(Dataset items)
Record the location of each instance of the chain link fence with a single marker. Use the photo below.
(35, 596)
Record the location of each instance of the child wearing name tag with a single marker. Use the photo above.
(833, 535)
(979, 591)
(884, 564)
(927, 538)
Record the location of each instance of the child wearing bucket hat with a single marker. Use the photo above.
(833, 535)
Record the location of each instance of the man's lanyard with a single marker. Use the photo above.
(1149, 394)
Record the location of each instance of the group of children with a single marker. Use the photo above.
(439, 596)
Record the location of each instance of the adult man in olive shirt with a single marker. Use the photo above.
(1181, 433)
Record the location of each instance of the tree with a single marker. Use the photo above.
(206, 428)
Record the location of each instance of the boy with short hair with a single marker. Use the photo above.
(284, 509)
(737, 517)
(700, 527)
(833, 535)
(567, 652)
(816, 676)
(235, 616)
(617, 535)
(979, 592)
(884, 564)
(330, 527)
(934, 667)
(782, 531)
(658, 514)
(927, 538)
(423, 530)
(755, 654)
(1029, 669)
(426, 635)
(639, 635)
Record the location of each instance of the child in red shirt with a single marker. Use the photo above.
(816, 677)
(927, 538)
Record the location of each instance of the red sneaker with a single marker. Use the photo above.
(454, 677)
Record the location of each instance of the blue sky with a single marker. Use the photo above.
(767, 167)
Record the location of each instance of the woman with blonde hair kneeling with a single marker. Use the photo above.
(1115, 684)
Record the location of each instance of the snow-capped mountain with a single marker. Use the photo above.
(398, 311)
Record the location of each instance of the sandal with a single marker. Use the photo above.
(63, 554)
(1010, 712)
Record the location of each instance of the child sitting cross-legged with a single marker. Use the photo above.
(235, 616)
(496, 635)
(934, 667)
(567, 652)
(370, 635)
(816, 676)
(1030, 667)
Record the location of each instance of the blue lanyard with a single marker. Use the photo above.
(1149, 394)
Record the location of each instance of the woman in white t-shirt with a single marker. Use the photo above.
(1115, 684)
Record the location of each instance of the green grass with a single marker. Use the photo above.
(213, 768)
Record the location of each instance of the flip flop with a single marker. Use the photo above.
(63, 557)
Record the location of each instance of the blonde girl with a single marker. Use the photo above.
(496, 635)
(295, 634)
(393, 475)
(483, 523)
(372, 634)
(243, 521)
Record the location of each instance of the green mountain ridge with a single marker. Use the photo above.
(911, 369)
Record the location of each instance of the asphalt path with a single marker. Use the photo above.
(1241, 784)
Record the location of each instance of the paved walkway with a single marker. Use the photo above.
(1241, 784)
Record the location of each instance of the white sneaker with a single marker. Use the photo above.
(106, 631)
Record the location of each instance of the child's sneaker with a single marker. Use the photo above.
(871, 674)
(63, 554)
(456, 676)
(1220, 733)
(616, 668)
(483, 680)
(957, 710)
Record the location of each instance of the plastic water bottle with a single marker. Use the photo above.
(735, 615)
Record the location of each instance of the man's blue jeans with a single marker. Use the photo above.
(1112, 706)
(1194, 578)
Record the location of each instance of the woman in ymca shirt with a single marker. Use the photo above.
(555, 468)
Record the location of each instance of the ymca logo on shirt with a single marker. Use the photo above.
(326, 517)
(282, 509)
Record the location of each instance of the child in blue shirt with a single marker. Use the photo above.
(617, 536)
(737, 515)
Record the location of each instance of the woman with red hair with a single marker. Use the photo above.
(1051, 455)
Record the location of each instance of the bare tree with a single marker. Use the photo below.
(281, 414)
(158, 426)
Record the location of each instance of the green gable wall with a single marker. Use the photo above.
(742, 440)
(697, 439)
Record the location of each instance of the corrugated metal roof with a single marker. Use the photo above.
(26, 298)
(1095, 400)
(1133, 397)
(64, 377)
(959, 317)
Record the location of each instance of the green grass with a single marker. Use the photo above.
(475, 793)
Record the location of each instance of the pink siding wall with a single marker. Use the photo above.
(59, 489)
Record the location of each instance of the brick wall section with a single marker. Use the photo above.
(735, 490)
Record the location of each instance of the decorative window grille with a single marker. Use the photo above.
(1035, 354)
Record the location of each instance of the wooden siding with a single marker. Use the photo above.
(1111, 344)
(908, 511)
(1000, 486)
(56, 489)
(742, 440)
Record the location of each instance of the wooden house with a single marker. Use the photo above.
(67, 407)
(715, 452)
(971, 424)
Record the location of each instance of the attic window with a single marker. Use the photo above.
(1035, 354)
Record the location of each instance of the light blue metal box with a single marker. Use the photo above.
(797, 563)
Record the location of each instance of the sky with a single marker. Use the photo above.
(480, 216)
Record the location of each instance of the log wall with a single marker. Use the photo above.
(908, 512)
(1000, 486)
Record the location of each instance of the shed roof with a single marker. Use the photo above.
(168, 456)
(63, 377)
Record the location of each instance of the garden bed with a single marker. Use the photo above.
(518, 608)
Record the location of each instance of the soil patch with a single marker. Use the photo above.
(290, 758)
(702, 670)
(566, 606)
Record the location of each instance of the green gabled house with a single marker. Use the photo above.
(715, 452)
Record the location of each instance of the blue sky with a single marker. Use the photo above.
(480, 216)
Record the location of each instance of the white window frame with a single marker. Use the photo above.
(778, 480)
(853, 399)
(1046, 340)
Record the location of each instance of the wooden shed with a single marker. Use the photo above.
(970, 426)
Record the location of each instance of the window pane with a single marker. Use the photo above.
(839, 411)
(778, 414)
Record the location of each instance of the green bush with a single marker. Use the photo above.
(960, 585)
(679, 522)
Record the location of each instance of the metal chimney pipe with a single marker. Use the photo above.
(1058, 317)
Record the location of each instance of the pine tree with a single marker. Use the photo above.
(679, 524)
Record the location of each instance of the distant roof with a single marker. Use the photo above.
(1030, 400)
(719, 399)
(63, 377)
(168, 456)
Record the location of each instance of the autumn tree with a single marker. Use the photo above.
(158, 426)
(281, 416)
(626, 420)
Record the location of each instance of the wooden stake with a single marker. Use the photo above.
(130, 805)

» Request
Render every record above as a two-column CSV with the header row "prompt,points" and one row per request. Put the request text in "prompt" and its answer points in "points", each as a single quoted field, and replace any line break with a space.

» Result of the task
prompt,points
"Record the location of each instance of the chain link fence with a single marker. Use the photo below.","(35, 596)"
"Record the location of each instance of the child wearing name tag with a single marker. Use the photo above.","(833, 535) (979, 591) (884, 564) (927, 538)"
"Record the location of each instance of the child wearing bucket hat with a single marker. Use the photo above.","(833, 535)"
"Record the location of each instance of the man's lanyard with a single marker. Use the photo above.","(1149, 394)"
"Record the location of each instance of the group of children with a single marker. Use the photo above.","(439, 596)"
"Record the location of each instance of the adult man in olive shirt with a single marker. Use the photo above.","(1181, 433)"
"Record the location of each instance of the tree with a single marker. Use the photo above.","(206, 428)"
"Record the location of each instance of the boy with short hair with a single marker. Use the photo above.","(284, 509) (737, 517) (700, 527) (833, 535) (567, 652) (816, 676) (235, 616) (617, 535) (979, 592) (884, 564) (330, 527) (934, 667) (782, 531) (658, 514) (927, 538) (423, 530) (755, 654) (1029, 669) (426, 635) (639, 635)"
"Record the location of each instance of the child in red shirt with a single marker. Use the photo above.","(816, 677) (927, 538)"
"Record the location of each instance of the red sneaker with a single marker. Use the photo above.","(454, 677)"
"Record the location of each instance of the blue sky with a single marker. Use the photo above.","(767, 167)"
"Record the location of each instance of the woman with blonde hair kneeling with a single marker. Use the photo above.","(1115, 684)"
"Record the location of each instance of the snow-capped mountain with a single marker. Use the photo above.","(398, 311)"
"Record the location of each instance of the sandal with a single marker. Use the photo above.","(63, 554) (1010, 712)"
"Record the location of each instance of the child sitting cross-legged with a single marker. Use the photo above.","(235, 616) (496, 635) (934, 667) (567, 652) (370, 635) (816, 676) (1030, 667)"
"Record the location of each instance of the blue lanyard with a single marker. Use the photo above.","(1149, 394)"
"Record the location of each instance of the woman in white t-shirt with a single marker. Use the photo above.","(1115, 684)"
"Record the location of each instance of the green grass with a single marker. Use the photo above.","(213, 768)"
"Record the location of each instance of the flip flop with a single marker. Use the photo above.","(63, 557)"
"Record the location of each instance of the blonde girl with a single marker. Use the photo above.","(496, 635) (295, 634) (393, 475) (483, 523) (372, 634) (243, 521)"
"Record the location of each instance of the green mountain ridge with a single marker. Use the photo above.","(911, 369)"
"Record the location of each instance of the asphalt path with a single marker. Use the photo above.","(1241, 784)"
"Record the location of each instance of the paved walkway with a single marker. Use the photo above.","(1241, 784)"
"Record the location of each instance of the white sneaker with a single marker. Use the photo above.","(106, 631)"
"Record the location of each instance of the child's sneaker with a single marker. Use the photo above.","(871, 674) (63, 554) (456, 676) (1220, 733) (616, 668) (483, 680) (957, 710)"
"Record the location of each instance of the plastic water bottle with a single marker. Use the photo above.","(735, 615)"
"Record the location of each instance of the man's blue jeans with a single marker. Use the photo above.","(1112, 706) (1194, 578)"
"Record the location of each instance of the woman in ymca shirt with a single marker. Use the photo above.","(555, 468)"
"Record the location of each instance of the ymca logo on shirt with a single marker. Use the photo above.","(326, 517) (282, 509)"
"Record the location of each instance of the child in blue shirt with a single marker. Use the photo above.","(617, 536) (737, 515)"
"Record the location of each instance of the woman with red hair with a single marker. Use the photo above.","(1051, 455)"
"Record the location of each instance of the bare tree with a single marker. Use the photo below.","(281, 414) (158, 426)"
"Record the location of each instance of the green gable wall with a single marker. Use the photo above.","(742, 440) (697, 439)"
"Record the location of each instance of the corrugated metal roof with a single marker. Use the photo above.","(26, 298) (1095, 400) (1133, 397) (64, 377) (959, 317)"
"Record the location of each instance of the green grass with a single marker. Use the photo above.","(475, 793)"
"Record the location of each instance of the pink siding wall with a single marker. Use the photo above.","(59, 489)"
"Record the location of each instance of the brick wall section with a single marker. Use the photo above.","(735, 490)"
"Record the location of each instance of the decorative window grille with a single marker. Use the photo above.","(1035, 354)"
"Record the location of each instance of the wooden siding with a single marker. Use the photo above.","(1111, 344) (908, 511) (1000, 486) (56, 489) (742, 440)"
"Record the location of each instance of the wooden house with a single marker. Use the photo above.","(67, 407) (715, 452) (971, 424)"
"Record the location of each instance of the attic window with a single marker. Use the photo above.","(1035, 354)"
"Record the location of each instance of the light blue metal box with a single marker. Use the photo above.","(797, 563)"
"Record the location of each instance of the sky with a single marker. Use the photo above.","(480, 216)"
"Record the location of each instance of the log wall with a single marker. Use the photo above.","(908, 512) (1000, 486)"
"Record the location of each instance of the shed roof with a single marker. Use the photo above.","(168, 456) (63, 377)"
"Record the location of each instance of the garden bed with a single marker. Use the photo above.","(518, 608)"
"Record the location of each instance of the soil patch with a single marker. Use the photo above.","(290, 758) (702, 670) (566, 606)"
"Record the location of each instance of the green gabled house with a single marker. Use the photo above.","(715, 452)"
"Record the location of each instance of the blue sky with a single marker. Use the photo above.","(480, 216)"
"Record the location of each instance of the white window frame with a single marker. Use the photo above.","(778, 480) (853, 399) (1046, 340)"
"Record the location of each instance of the wooden shed with a single marker. Use the photo above.","(970, 426)"
"Record the location of each instance of the window pane with a single marker. Use the photo above.","(839, 411) (778, 414)"
"Record the location of each instance of the green bush with a single marker. Use the photo above.","(960, 585) (679, 522)"
"Record the location of each instance of the metal chimney pipe with a single marker. Use the photo above.","(1058, 317)"
"Record the location of each instance of the pine tree with a single marker. Use the photo above.","(679, 524)"
"Record the location of each instance of the distant roof with a single marker. Use the photo above.","(1030, 400) (719, 399) (63, 377) (168, 456)"
"Record the location of each instance of the autumn tree with a single marker. Use the photo above.","(158, 426) (281, 416) (626, 420)"
"Record the location of each instance of the wooden stake with a single marker. Use the photo above.","(130, 805)"